Request ->
Pick out every line in the entries below that contains the word "found", and copy each of those lines. Case counts.

Source material ->

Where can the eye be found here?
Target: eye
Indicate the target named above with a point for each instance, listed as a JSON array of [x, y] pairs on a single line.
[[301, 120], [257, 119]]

==

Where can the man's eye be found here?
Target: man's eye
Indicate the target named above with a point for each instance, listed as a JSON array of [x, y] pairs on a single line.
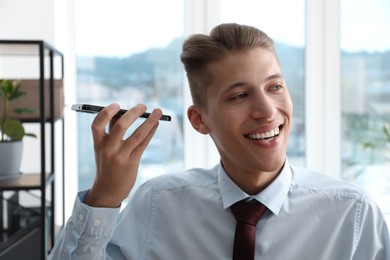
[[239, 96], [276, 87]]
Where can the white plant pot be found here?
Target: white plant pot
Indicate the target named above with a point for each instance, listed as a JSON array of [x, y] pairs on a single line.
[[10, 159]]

---

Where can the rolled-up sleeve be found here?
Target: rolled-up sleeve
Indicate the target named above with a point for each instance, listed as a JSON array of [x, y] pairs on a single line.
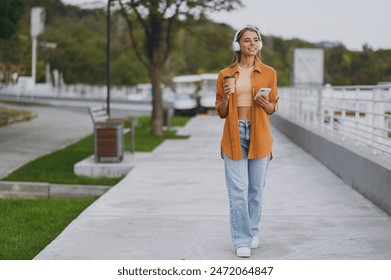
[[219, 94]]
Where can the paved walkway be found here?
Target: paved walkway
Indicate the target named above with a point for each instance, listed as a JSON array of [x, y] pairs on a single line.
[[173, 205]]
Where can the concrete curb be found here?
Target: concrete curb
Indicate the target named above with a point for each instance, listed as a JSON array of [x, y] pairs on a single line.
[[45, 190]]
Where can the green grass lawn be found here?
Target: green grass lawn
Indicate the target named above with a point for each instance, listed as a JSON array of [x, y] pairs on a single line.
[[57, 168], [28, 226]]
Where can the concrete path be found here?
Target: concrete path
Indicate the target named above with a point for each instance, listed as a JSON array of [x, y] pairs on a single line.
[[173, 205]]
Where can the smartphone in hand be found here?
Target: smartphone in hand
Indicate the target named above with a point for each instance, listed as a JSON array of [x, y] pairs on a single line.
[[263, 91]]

Solution to the problem ->
Where can the eye be found here?
Where can the man's eye be found here?
Where can the white plant pot be found here?
Where can the rolled-up sleeve be found here?
Where can the paved walkway be found here?
Where can the concrete curb be found here?
Where can the green grass lawn be found here?
Where can the concrete path be found here?
Where can the smartphone in hand be found here?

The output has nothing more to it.